──────── Exercise inputs
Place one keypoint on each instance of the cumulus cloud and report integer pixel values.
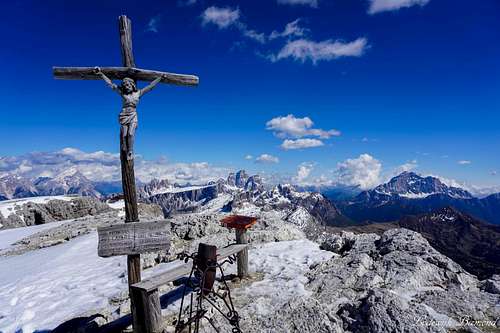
(377, 6)
(290, 126)
(225, 17)
(303, 172)
(312, 3)
(305, 49)
(409, 166)
(292, 29)
(363, 171)
(266, 158)
(294, 130)
(301, 144)
(104, 166)
(222, 17)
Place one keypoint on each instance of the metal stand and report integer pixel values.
(200, 282)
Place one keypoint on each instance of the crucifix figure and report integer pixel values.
(128, 116)
(129, 75)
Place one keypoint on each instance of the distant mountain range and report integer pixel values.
(473, 244)
(411, 194)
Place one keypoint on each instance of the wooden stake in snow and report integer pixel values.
(129, 75)
(241, 224)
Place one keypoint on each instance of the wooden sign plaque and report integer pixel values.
(133, 238)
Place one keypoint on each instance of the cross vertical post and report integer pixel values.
(128, 174)
(130, 94)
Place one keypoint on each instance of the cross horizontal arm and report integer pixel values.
(119, 73)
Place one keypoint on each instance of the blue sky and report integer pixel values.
(410, 83)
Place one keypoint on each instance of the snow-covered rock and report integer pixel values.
(39, 210)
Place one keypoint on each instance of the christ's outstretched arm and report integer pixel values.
(106, 79)
(150, 86)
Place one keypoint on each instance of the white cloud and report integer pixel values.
(409, 166)
(293, 127)
(103, 166)
(301, 144)
(363, 171)
(266, 158)
(222, 17)
(292, 29)
(312, 3)
(304, 49)
(377, 6)
(252, 34)
(225, 17)
(303, 172)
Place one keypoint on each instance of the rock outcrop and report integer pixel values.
(30, 213)
(397, 283)
(183, 200)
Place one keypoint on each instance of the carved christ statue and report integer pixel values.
(128, 116)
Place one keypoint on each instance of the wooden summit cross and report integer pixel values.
(129, 75)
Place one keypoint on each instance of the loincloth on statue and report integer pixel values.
(128, 116)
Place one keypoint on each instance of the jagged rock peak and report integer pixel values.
(410, 184)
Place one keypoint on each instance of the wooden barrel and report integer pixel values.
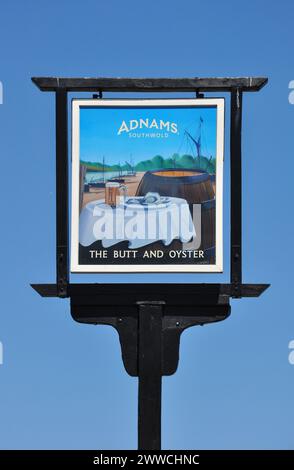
(195, 186)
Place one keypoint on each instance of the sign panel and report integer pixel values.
(147, 179)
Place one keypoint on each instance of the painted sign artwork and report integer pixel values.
(147, 185)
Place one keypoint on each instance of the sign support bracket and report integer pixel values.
(149, 318)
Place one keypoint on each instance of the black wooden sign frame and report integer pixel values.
(149, 318)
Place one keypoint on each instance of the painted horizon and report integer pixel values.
(172, 149)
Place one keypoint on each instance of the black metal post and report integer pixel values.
(150, 375)
(62, 257)
(236, 192)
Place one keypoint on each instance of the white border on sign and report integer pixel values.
(141, 268)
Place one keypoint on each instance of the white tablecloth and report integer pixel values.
(140, 225)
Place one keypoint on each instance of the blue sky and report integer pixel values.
(99, 133)
(62, 385)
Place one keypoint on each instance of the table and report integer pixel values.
(140, 225)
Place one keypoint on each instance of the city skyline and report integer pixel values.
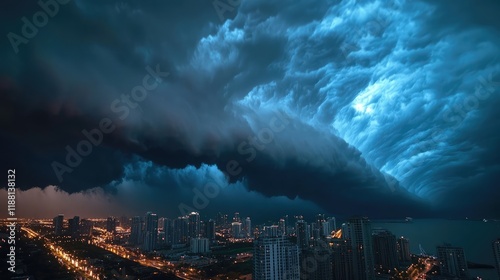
(385, 109)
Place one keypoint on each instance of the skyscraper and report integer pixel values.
(282, 227)
(236, 229)
(58, 223)
(111, 224)
(318, 231)
(403, 248)
(358, 234)
(194, 225)
(136, 231)
(342, 263)
(199, 245)
(210, 232)
(248, 227)
(385, 251)
(275, 258)
(74, 227)
(180, 230)
(150, 231)
(333, 223)
(496, 254)
(271, 231)
(86, 227)
(302, 234)
(452, 261)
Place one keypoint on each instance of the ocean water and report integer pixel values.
(475, 237)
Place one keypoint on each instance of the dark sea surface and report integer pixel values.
(474, 236)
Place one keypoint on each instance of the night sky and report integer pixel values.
(383, 108)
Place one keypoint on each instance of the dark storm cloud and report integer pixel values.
(364, 86)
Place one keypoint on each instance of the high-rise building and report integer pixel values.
(210, 232)
(74, 227)
(150, 231)
(58, 223)
(302, 234)
(161, 223)
(180, 230)
(86, 227)
(452, 261)
(342, 263)
(136, 232)
(385, 251)
(496, 254)
(194, 229)
(111, 224)
(236, 229)
(236, 217)
(403, 248)
(199, 245)
(248, 227)
(271, 231)
(358, 234)
(124, 222)
(165, 232)
(282, 227)
(221, 220)
(275, 258)
(318, 231)
(333, 223)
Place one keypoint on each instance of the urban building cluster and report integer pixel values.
(291, 248)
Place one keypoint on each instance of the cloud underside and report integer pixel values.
(384, 108)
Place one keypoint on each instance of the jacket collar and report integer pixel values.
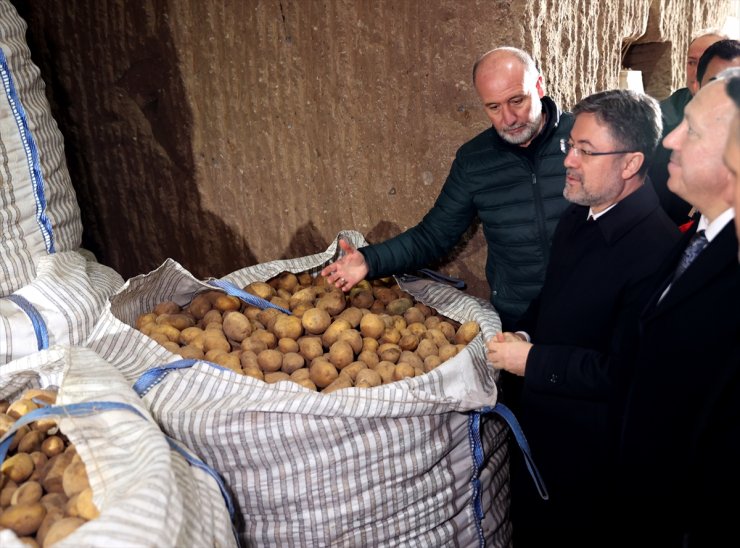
(626, 214)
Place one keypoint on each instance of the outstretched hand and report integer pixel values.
(348, 270)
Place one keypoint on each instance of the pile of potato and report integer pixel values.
(376, 334)
(45, 494)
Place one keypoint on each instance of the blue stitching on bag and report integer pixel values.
(476, 451)
(248, 298)
(39, 326)
(32, 156)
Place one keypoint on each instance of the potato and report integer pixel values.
(263, 290)
(331, 334)
(372, 326)
(61, 529)
(322, 372)
(370, 344)
(447, 351)
(292, 361)
(27, 493)
(361, 298)
(52, 445)
(270, 360)
(23, 519)
(190, 352)
(276, 376)
(368, 378)
(337, 384)
(333, 302)
(145, 319)
(306, 383)
(341, 354)
(403, 371)
(399, 306)
(315, 320)
(352, 369)
(167, 307)
(236, 325)
(369, 358)
(289, 327)
(178, 321)
(467, 332)
(254, 372)
(310, 347)
(385, 370)
(31, 442)
(211, 317)
(389, 352)
(18, 467)
(431, 362)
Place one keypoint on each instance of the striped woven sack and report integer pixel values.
(413, 463)
(60, 306)
(149, 490)
(38, 207)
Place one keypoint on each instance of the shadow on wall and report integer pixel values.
(128, 142)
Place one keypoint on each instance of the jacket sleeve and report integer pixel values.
(431, 239)
(577, 372)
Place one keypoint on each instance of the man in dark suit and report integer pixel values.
(577, 335)
(680, 448)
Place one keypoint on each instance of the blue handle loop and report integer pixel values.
(154, 376)
(248, 298)
(39, 326)
(91, 408)
(507, 414)
(437, 277)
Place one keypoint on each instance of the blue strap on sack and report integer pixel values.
(248, 298)
(505, 413)
(437, 277)
(39, 325)
(90, 408)
(154, 376)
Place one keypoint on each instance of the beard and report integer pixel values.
(578, 194)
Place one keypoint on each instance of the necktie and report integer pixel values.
(697, 242)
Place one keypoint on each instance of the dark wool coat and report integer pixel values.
(680, 451)
(584, 329)
(518, 195)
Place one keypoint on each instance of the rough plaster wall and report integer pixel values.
(222, 134)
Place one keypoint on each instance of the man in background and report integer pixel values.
(680, 445)
(672, 109)
(510, 176)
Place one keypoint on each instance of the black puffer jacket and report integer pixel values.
(518, 195)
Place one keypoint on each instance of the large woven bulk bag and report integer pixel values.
(147, 492)
(418, 462)
(39, 214)
(61, 305)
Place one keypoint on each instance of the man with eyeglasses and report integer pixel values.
(680, 444)
(576, 338)
(510, 176)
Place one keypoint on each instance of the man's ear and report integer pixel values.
(540, 86)
(632, 164)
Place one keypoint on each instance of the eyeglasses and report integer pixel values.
(566, 147)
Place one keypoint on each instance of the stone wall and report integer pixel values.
(222, 134)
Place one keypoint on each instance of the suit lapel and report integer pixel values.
(720, 254)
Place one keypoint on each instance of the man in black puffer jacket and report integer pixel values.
(511, 176)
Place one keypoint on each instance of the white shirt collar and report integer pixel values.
(715, 227)
(597, 215)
────────────────
→ Goal of the exercise
Repeat only what runs from the line holding "Place one keypoint on each instance of the necktie" to the end of the data, keeping every line exactly as written, first and last included.

→ Output for this task
Place one keypoint on each instance of the necktie and report integer pixel values.
(697, 242)
Place one keypoint on each instance of the dark wool coat and report integer pixel values.
(680, 451)
(584, 329)
(518, 195)
Place one keypoint on each instance of the rough plaster wall and report integer pixel values.
(222, 134)
Place one keypoint on each instance of the man in background and report integer pixel values.
(680, 445)
(672, 109)
(510, 176)
Place one keypoint on each instance of the black puffer jacket and report integer pixel values.
(518, 195)
Place one keypoint on each instance of the large woven bulk bag and report integer pixel values.
(147, 492)
(418, 462)
(39, 214)
(61, 305)
Place one keypoint on each instance of the man with eyeglasses and report integer pixel values.
(680, 444)
(576, 338)
(510, 176)
Place one keypoint on each instance of the man's ear and report integer pixel values.
(540, 86)
(632, 164)
Place one keypoint on each instance of the eyeglasses and report integer pixel values.
(566, 147)
Place one keypoint on each instance of the stone wall and report integer pixel values.
(222, 134)
Place one keypoint on each instance of the suit lapel and report integer pixel values.
(720, 254)
Place one keypoint on each instance of the man in black puffer jacket and report integer pixel values.
(511, 176)
Place one keypoint on each instance of the white shirt collar and report integer pixel values.
(715, 227)
(597, 215)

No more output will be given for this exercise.